# Objective
Quote precisely the final stretch of the listing: start at the line containing "Mark the innermost point of each instance of the long" and stop after the last line.

# Data provided
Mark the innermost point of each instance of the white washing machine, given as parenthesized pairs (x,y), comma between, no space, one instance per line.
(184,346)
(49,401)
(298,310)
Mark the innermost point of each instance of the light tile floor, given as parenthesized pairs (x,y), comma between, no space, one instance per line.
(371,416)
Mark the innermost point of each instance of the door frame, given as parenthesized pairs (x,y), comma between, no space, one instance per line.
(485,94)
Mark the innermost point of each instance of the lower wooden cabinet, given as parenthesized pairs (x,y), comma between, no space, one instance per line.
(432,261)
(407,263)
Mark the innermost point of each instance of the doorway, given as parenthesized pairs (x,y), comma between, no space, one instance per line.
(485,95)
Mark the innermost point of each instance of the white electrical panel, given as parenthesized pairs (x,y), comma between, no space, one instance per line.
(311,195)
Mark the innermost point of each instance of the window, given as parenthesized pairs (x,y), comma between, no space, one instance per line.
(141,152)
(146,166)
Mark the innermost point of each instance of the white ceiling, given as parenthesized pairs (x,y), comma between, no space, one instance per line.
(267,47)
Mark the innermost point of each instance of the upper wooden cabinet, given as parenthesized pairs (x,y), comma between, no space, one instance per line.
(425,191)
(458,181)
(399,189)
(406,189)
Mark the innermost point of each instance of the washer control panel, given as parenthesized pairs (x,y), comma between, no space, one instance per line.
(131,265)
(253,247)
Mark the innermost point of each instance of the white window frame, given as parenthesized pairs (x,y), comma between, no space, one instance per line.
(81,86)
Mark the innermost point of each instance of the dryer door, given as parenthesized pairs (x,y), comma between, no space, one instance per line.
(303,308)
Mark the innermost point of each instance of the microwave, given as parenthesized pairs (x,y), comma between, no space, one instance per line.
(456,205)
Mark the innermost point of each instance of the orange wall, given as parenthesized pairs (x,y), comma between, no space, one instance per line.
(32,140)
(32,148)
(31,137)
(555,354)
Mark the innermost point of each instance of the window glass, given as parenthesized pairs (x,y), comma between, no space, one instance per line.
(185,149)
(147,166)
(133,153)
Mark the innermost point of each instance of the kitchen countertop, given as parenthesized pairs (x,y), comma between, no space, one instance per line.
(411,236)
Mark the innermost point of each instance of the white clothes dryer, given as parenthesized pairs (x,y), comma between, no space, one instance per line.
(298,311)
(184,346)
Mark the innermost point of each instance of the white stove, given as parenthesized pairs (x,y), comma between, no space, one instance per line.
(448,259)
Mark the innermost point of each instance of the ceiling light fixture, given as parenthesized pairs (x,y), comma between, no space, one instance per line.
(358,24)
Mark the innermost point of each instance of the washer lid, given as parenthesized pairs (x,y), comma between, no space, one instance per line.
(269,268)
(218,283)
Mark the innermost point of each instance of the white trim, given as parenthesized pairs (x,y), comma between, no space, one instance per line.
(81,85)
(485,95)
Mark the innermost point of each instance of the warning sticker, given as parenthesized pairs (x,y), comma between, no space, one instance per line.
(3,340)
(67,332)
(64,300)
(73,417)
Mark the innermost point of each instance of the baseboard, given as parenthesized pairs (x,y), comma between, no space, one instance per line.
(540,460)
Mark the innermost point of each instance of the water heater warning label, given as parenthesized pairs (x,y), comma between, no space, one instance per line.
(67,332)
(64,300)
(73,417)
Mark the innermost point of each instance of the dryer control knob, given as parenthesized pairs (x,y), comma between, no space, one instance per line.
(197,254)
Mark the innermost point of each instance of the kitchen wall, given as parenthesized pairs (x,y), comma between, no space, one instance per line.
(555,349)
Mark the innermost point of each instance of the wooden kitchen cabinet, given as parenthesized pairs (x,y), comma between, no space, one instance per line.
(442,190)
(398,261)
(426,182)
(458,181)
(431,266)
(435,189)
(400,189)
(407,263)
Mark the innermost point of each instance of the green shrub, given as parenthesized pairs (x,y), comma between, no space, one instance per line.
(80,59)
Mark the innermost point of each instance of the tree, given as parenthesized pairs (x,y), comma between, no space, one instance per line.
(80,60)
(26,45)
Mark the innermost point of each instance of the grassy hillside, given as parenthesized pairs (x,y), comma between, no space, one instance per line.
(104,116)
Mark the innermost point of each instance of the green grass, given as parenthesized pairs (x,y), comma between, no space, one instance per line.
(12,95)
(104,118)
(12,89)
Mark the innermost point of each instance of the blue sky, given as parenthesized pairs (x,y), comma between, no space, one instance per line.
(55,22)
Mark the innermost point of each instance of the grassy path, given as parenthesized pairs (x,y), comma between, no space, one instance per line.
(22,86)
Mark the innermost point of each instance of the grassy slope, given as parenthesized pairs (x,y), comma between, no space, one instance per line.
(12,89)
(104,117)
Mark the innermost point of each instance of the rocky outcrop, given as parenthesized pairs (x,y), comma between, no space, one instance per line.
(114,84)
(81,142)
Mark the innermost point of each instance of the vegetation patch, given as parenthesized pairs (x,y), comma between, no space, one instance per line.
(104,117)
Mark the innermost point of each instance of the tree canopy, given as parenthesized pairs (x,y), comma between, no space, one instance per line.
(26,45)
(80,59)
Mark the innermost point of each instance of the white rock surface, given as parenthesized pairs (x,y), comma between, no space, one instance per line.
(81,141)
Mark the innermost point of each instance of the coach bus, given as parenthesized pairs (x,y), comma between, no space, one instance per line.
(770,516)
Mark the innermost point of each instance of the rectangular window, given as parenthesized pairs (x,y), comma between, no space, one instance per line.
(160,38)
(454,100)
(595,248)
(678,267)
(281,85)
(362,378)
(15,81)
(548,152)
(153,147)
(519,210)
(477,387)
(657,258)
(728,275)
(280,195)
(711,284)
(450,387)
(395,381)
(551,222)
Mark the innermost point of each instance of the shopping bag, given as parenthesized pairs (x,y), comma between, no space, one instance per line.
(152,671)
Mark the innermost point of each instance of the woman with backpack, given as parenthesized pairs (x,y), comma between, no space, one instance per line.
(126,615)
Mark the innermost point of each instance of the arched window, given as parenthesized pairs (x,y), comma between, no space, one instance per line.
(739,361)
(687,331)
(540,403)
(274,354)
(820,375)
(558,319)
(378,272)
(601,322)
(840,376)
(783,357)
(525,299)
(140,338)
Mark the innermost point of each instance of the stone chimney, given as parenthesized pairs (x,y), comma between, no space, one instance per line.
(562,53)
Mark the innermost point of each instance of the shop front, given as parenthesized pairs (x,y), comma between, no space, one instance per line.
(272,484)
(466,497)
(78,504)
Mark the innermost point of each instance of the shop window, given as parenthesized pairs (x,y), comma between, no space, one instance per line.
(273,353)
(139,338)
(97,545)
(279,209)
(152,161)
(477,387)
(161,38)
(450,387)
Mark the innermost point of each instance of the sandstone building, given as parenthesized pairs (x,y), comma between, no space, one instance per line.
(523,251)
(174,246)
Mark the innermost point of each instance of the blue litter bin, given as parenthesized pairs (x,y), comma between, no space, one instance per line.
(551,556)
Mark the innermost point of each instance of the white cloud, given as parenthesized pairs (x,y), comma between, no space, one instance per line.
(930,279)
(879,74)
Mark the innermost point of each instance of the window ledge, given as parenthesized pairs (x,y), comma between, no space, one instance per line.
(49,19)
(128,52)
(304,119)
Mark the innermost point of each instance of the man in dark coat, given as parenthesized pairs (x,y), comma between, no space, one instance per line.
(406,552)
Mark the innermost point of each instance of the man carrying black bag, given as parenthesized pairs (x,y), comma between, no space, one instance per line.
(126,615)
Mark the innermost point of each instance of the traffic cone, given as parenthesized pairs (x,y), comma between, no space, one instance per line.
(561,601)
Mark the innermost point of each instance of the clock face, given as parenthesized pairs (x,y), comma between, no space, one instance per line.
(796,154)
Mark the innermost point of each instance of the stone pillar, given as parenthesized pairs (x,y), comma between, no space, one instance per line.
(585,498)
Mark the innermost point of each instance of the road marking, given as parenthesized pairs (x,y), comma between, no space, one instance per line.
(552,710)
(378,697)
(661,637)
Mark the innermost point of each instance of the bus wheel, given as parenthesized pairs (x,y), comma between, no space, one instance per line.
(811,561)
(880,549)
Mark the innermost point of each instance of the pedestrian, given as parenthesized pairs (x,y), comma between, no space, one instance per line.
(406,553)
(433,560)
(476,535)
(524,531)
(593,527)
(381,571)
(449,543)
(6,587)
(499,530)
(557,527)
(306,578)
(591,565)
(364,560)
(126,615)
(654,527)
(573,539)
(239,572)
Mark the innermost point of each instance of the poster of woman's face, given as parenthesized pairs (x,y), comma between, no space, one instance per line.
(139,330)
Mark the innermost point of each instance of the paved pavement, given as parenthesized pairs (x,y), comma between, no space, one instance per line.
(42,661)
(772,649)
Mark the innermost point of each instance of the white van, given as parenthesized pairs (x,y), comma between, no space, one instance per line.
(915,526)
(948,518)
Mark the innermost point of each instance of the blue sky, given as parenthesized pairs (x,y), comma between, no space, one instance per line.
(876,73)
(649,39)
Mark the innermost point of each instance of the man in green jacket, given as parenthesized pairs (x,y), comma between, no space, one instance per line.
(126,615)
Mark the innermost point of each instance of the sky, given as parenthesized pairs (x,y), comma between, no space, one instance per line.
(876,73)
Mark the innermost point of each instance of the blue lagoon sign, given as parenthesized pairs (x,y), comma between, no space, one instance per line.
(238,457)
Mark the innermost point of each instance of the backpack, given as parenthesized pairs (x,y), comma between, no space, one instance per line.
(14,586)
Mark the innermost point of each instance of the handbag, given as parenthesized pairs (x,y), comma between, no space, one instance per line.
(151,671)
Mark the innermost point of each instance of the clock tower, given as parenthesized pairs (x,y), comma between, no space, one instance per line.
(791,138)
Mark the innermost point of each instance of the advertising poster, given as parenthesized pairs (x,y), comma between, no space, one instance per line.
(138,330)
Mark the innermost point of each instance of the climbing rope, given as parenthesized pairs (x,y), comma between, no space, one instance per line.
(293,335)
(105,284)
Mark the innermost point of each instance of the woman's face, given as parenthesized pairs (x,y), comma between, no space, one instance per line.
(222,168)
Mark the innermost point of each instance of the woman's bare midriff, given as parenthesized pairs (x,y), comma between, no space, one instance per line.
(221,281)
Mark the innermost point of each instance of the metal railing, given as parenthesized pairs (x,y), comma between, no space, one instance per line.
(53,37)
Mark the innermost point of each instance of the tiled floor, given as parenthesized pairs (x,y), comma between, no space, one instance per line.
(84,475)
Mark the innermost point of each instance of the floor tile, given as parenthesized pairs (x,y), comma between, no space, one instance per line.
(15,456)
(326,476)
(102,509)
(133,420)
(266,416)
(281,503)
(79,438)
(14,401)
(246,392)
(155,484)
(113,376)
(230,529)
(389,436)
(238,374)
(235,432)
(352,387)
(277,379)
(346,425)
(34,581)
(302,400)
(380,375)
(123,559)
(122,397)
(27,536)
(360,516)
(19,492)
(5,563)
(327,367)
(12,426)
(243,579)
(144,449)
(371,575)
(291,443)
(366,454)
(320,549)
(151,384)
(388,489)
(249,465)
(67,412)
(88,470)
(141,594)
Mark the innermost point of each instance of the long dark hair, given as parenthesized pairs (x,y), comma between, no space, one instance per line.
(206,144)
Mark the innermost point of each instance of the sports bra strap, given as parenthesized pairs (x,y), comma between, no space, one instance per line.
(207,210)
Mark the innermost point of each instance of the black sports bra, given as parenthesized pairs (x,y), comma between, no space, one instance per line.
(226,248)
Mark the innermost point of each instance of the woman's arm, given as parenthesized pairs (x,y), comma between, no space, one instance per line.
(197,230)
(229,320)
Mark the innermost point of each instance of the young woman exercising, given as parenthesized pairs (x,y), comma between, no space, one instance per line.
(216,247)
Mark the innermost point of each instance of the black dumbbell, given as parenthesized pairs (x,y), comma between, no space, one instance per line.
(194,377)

# Solution to this problem
Mark the innermost point of each instance of the long dark hair, given as parenthesized pairs (x,y), comma between, no space, one instance per line.
(206,144)
Mark the innermost point of each instance of the sports bra strap, given as parenthesized pairs (x,y), comma between, no space, one instance per line.
(207,210)
Mark the innermost point of each instance of the black sports bra, given as parenthesized pairs (x,y), comma between, no space, one instance per line.
(226,248)
Mark the innermost point of each instance of the woman's arm, given as parenthesized pairs (x,y), comma between, no space, one instance per line.
(197,230)
(229,320)
Mark the innermost point of each instance of the young woman exercising, given as parenthesized pairs (x,y), comma between, no space, one instance per line.
(216,247)
Mark the innermost point of each instance of the black dumbbell, given as parenthesized pairs (x,y), comma between, no space, one instance per line.
(194,377)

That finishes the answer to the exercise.